#### Entries
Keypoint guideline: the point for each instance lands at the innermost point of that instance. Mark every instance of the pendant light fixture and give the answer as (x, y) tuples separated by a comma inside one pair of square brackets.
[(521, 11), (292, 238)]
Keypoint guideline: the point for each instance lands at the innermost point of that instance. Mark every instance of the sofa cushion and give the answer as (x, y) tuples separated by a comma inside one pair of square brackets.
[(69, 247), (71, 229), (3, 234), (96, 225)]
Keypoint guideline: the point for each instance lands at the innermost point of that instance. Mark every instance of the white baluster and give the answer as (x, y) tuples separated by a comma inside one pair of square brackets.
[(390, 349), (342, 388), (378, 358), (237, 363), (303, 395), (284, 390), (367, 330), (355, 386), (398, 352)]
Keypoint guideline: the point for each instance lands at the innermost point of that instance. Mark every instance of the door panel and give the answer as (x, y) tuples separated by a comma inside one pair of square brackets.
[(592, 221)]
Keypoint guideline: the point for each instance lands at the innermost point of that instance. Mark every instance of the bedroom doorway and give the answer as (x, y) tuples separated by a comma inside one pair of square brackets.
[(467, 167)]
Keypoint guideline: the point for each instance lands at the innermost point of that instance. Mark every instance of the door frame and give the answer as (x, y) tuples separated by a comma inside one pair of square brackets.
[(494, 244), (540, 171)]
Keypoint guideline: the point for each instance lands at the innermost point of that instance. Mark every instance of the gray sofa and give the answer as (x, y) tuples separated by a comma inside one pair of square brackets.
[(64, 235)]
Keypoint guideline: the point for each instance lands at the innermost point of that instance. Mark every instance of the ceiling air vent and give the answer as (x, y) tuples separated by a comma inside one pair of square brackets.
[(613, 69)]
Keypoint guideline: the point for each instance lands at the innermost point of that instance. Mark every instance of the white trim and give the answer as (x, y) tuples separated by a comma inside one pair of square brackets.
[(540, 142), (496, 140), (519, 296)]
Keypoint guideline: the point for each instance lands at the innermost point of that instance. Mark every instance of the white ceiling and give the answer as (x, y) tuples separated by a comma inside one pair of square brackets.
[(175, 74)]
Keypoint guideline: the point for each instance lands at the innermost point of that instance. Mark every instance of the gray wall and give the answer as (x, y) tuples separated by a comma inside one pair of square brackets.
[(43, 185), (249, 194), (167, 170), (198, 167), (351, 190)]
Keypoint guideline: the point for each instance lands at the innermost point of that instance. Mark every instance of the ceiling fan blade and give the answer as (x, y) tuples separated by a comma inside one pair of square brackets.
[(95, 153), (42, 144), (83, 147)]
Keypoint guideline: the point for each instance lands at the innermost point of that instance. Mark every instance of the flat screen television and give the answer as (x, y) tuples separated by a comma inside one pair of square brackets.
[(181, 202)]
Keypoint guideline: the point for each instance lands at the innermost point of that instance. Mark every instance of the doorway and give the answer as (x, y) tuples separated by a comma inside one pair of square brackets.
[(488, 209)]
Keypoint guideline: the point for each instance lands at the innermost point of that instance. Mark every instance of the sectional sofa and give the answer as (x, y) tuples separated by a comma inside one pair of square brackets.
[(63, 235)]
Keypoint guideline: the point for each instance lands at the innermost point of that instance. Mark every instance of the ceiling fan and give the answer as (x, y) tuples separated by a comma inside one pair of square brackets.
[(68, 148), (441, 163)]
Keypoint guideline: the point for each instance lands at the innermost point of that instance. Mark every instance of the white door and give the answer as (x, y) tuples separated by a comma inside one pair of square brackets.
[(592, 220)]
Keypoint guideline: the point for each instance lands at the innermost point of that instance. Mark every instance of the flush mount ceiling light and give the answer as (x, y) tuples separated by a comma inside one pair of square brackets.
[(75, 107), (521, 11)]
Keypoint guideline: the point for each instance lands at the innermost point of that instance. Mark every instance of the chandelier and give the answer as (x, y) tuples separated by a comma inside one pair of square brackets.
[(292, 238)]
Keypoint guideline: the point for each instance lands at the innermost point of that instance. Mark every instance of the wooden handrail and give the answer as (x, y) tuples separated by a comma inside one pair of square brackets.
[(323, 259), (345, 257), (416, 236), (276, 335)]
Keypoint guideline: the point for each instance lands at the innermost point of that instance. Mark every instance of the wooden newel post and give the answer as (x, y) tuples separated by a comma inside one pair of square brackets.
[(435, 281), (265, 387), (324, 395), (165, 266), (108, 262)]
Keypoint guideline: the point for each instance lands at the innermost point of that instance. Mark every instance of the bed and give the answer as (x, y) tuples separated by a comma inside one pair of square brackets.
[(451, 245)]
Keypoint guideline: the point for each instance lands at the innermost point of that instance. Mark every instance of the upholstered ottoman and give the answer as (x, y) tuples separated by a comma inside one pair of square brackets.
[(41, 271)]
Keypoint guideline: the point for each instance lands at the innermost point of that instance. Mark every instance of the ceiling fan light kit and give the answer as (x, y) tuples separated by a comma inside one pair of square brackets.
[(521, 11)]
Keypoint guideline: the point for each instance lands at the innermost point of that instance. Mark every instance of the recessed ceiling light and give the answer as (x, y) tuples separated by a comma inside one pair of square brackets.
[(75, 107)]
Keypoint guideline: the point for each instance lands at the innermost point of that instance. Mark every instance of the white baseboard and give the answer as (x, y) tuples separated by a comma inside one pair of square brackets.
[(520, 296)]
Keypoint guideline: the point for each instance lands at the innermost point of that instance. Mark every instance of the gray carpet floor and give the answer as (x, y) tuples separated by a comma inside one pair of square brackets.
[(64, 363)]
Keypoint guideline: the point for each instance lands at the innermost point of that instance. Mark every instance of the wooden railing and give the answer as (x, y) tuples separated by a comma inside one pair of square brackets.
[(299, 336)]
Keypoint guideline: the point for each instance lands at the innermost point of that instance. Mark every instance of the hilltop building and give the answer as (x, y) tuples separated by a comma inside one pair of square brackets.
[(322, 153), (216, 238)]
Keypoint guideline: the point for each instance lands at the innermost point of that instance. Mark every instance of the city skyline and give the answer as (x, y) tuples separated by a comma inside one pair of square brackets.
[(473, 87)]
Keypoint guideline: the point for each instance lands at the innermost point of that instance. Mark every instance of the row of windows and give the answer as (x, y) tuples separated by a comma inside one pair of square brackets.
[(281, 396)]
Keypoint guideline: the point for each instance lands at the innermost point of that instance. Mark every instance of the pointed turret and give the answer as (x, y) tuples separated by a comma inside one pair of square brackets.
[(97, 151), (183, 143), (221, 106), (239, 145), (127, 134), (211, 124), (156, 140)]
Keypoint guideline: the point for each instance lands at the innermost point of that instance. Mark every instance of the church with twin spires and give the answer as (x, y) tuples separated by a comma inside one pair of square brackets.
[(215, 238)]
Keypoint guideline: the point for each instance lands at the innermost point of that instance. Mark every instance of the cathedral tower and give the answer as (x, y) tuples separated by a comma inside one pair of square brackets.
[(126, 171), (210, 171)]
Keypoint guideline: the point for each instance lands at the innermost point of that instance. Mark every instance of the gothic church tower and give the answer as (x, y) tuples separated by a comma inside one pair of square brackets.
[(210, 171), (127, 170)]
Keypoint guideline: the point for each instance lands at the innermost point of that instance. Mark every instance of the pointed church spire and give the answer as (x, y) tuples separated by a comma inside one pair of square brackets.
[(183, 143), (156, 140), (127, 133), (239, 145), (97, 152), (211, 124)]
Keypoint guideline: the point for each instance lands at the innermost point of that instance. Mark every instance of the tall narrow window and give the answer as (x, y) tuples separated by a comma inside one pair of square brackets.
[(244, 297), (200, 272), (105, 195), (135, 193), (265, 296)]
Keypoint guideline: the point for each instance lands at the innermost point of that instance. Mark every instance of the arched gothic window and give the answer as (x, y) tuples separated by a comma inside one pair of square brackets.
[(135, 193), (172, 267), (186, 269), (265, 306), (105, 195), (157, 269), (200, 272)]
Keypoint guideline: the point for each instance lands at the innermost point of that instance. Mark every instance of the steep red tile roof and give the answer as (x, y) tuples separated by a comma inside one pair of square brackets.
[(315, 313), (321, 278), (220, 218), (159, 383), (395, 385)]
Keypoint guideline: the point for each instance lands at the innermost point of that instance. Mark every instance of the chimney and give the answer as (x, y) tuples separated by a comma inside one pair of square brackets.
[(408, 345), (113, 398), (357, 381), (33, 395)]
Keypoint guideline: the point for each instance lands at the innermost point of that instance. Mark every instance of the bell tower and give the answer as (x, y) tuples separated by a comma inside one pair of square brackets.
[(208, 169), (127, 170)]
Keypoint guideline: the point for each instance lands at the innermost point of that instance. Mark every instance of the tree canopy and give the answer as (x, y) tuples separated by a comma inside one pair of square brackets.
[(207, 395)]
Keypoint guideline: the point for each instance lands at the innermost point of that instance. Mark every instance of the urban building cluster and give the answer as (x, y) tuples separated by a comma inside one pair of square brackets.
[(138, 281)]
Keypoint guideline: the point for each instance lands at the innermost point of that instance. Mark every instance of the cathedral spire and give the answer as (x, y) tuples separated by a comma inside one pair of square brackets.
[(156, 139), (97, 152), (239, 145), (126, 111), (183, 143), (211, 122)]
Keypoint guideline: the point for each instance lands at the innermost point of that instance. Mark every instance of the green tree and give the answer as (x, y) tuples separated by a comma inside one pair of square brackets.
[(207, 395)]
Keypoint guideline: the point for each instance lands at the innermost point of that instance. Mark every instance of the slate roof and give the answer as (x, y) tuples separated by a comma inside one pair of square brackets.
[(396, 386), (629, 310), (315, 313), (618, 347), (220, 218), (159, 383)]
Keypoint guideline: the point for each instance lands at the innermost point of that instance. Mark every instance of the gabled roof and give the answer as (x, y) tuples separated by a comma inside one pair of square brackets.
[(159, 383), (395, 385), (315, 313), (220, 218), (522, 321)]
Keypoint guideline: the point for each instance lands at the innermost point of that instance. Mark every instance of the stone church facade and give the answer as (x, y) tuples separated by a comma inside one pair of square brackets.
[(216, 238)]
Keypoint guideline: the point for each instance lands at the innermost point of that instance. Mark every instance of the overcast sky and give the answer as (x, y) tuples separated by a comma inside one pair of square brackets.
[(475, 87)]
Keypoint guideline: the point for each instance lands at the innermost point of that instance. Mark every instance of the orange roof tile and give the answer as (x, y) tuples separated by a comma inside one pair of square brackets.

#### Exercise directions
Lay out everything from the line containing "the white trim" down to the line containing "[(540, 142), (496, 140), (519, 296)]" as a Markdown table with the columns Row and Text. Number each line in Row, put the line itself in Text, and skip any blank lines.

#### Answer
| Row | Text |
|---|---|
| 1 | Keypoint guideline: the point for each instance lands at the innermost point of that instance. Mark every instance of the white trim and give the answer as (x, y) tuples separated by a comma inside one pair of square brackets. |
| 2 | [(540, 142), (496, 140), (519, 296)] |